- Consigna: Imprime tal cual, del texto sobre el felino echado al sol, la parte que abre con las palabras que contienen "Ahí, echada al" y cierra con "apenas se sienten.".

- Fragmento del texto:
____________
Si no domesticamos a todos los felinos fue exclusivamente por razones de tamaño, utilidad y costo de mantenimiento 

Juan José Arreola 

 

Ahí, echada al sol, está ella. Bajo los rayos pesados que regala el otoño en este lugar del mundo donde los árboles no cambian notablemente de color y donde hace un viento que advierte una ligera y remota lluvia o un frío de esos que apenas se sienten. 

Su cola es negra y estilizada. No está quieta. Se mueve con tranquilidad y ritmo. Con ésta parece marcarle el compás a un disciplinado pianista como esos que se ven ensayar con tanto esmero en las películas o se leen a detalle en los libros. Al verla con tal cadencia, no puedo más que imaginarme los largos dedos que acarician las 88 teclas –36 negras y 52 blancas– (do, do, re, re, mi, mi, fa, fa, sol, sol, la, la, si, si).
____________
- Registros de datos:
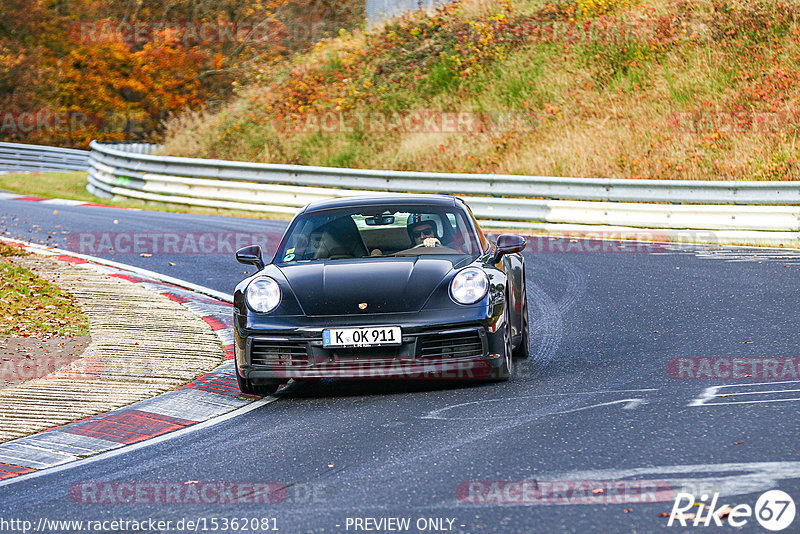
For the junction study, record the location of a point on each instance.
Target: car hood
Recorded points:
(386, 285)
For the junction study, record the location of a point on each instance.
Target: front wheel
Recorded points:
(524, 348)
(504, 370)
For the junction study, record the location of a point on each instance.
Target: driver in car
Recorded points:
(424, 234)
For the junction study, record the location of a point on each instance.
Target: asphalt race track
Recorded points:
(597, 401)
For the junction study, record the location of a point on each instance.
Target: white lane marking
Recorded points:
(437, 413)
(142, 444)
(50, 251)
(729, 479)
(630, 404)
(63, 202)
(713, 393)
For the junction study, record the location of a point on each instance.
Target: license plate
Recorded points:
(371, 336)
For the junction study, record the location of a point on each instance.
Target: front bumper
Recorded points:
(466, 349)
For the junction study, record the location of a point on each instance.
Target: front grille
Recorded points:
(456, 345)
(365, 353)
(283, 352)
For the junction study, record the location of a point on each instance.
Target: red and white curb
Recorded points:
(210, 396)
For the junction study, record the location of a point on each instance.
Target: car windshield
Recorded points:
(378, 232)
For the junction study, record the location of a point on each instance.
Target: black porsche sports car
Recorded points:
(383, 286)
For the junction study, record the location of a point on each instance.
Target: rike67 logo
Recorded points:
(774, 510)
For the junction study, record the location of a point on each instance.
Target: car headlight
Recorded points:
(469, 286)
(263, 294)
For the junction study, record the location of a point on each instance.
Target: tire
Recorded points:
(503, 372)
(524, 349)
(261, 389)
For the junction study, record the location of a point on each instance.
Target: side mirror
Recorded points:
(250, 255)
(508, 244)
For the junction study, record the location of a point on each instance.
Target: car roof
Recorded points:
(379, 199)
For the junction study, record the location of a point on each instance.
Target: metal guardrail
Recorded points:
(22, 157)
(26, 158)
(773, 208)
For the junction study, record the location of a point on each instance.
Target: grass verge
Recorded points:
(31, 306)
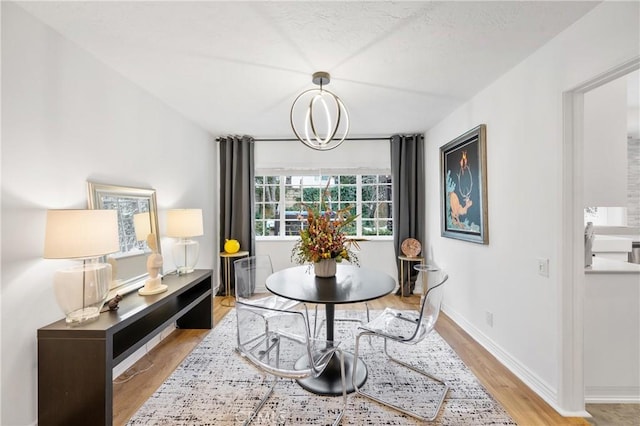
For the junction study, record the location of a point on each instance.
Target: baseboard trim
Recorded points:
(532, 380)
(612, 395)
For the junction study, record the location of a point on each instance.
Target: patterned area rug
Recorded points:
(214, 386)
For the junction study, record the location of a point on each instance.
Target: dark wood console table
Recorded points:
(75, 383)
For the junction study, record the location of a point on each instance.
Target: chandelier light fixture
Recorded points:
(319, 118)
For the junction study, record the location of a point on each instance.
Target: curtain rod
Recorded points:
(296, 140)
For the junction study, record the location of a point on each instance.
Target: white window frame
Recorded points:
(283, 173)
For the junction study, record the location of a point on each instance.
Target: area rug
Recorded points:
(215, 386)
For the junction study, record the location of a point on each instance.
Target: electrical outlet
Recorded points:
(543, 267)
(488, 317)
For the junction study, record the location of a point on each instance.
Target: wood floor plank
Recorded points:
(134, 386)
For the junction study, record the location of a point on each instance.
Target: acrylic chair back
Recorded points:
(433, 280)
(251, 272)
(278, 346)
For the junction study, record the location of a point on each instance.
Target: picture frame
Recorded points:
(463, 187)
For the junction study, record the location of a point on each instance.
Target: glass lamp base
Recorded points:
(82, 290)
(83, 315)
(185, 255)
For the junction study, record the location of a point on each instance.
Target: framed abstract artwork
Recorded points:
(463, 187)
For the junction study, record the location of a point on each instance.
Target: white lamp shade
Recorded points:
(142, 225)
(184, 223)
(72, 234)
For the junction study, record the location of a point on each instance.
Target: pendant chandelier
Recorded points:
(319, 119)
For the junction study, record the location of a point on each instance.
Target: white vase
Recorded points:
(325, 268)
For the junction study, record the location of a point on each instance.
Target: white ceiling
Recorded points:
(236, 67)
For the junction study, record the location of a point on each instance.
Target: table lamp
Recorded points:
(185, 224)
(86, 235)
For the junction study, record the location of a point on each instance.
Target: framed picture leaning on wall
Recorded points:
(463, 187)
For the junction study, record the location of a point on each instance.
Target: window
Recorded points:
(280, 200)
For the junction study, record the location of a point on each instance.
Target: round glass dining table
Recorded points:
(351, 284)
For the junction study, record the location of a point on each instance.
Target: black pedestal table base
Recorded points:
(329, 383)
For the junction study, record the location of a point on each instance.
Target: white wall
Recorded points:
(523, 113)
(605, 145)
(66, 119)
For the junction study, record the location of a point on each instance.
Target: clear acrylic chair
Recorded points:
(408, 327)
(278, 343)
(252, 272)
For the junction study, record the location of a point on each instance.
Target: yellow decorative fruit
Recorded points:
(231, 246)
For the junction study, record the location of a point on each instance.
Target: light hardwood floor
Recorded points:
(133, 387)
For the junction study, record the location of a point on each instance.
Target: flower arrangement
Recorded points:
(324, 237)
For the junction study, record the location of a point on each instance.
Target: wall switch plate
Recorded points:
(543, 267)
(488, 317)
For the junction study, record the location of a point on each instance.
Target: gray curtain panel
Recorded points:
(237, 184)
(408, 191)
____________
- Respuesta:
Ahí, echada al sol, está ella. Bajo los rayos pesados que regala el otoño en este lugar del mundo donde los árboles no cambian notablemente de color y donde hace un viento que advierte una ligera y remota lluvia o un frío de esos que apenas se sienten.